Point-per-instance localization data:
•••••

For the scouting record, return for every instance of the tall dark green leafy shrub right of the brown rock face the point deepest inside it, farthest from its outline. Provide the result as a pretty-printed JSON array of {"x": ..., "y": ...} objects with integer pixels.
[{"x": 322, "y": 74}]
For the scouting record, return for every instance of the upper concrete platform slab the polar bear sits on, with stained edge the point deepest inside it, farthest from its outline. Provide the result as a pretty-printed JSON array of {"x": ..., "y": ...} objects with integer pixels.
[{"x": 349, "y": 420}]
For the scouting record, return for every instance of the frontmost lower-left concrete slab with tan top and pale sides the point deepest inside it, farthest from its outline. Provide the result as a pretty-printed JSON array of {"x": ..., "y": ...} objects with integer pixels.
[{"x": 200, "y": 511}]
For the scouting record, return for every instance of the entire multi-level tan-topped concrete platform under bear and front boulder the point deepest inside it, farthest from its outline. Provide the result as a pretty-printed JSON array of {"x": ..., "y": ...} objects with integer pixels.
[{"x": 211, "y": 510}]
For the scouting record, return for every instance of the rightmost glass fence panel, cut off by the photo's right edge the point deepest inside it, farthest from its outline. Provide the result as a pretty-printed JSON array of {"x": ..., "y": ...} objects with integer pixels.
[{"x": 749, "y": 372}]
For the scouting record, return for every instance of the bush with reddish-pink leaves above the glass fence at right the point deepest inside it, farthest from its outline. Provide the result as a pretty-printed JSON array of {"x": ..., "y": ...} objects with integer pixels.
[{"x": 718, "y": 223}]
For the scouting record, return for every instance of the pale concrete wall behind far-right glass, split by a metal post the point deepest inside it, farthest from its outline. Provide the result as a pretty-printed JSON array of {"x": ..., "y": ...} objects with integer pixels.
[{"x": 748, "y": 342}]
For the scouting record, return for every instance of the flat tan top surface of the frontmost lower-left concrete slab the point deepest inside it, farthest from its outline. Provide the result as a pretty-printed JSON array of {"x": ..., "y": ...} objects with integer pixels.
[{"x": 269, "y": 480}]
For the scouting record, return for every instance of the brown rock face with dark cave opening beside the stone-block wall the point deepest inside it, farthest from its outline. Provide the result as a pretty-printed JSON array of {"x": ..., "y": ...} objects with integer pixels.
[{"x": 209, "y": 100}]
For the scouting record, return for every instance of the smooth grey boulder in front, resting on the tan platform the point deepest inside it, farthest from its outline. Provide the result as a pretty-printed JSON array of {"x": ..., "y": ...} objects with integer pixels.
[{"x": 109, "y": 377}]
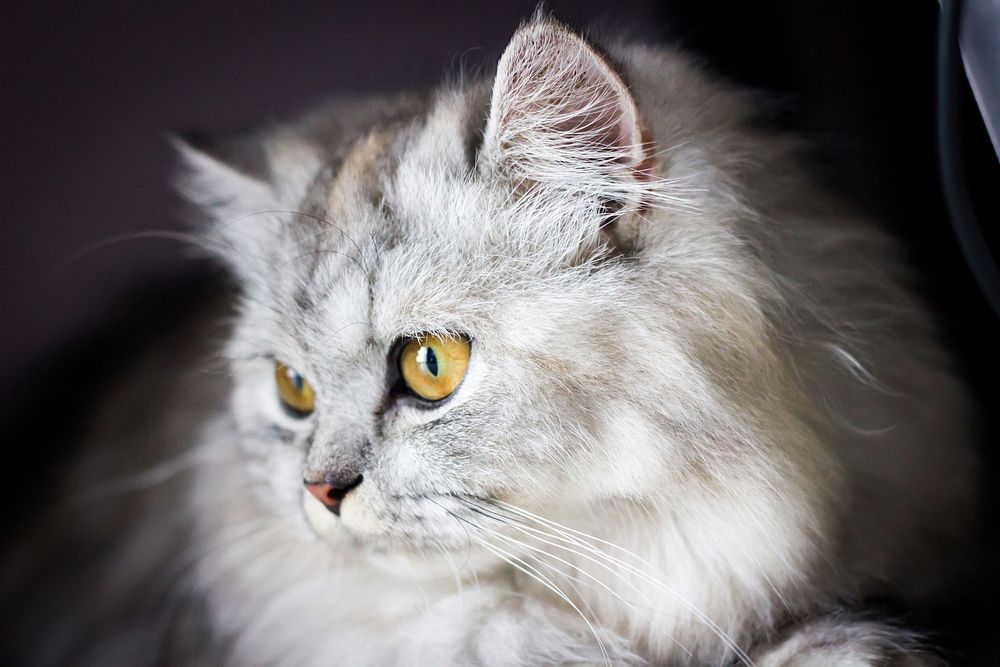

•••••

- DIRECTIONS
Without copying any images, transcribe the records exactly as they stand.

- ANSWER BOX
For the scouting record, return for every instance of the tall dark green leafy shrub right of the brown rock face the point deepest inside it, farthest from its outline. Provide the result as a pretty-printed JSON array of {"x": ..., "y": ...} objects with integer pixels.
[{"x": 322, "y": 74}]
For the scouting record, return for every instance of the upper concrete platform slab the polar bear sits on, with stained edge the point deepest inside it, farthest from its outline. Provide the result as a pretty-printed JSON array of {"x": ..., "y": ...} objects with integer pixels.
[{"x": 349, "y": 420}]
For the scouting record, return for every instance of the frontmost lower-left concrete slab with tan top and pale sides the point deepest inside it, farthest from its outline. Provide the result as a pretty-printed JSON array of {"x": ..., "y": ...} objects with integer pixels.
[{"x": 200, "y": 511}]
For the scouting record, return for every instance of the entire multi-level tan-topped concrete platform under bear and front boulder the point deepest inside it, farthest from its outline. Provide the result as a pretty-printed JSON array of {"x": ..., "y": ...} objects with integer pixels.
[{"x": 211, "y": 510}]
For the scouting record, return for every instance of the rightmost glass fence panel, cut off by the photo's right edge the point deepest inside it, farthest from its outline. Provide the result as a pretty-printed JSON array of {"x": ..., "y": ...} objects with integer pixels.
[{"x": 749, "y": 372}]
For the scouting record, return for every instance of the bush with reddish-pink leaves above the glass fence at right the point deepest inside it, farthest from its outline. Provide the result as a pretty-printed JSON array of {"x": ..., "y": ...} objects with integer pixels.
[{"x": 718, "y": 223}]
For the scouting record, return for every instance of the pale concrete wall behind far-right glass, split by a metal post the point deepest inside it, farthest from its outline. Provide the result as a pretty-printed JSON array of {"x": ..., "y": ...} objects with integer pixels.
[{"x": 748, "y": 342}]
For the scouting record, return for every instance of the flat tan top surface of the frontmost lower-left concrete slab the point deepest inside it, farthest from its outline. Provide the result as a pretty-printed JSON array of {"x": ..., "y": ...} objects with integer pixels.
[{"x": 269, "y": 480}]
For the scouting record, return for every instance of the brown rock face with dark cave opening beside the stone-block wall the point deepest inside it, farthest from its outline. Provide the result as a pretty-printed JSON array of {"x": ..., "y": ...} objects with integer pixels.
[{"x": 209, "y": 100}]
For the scouting record, return for every instance of the smooth grey boulder in front, resting on the tan platform the point deepest inside it, farthest from its outline. Provide the result as a pretty-printed JSON array of {"x": ..., "y": ...} objects with integer pixels.
[{"x": 109, "y": 377}]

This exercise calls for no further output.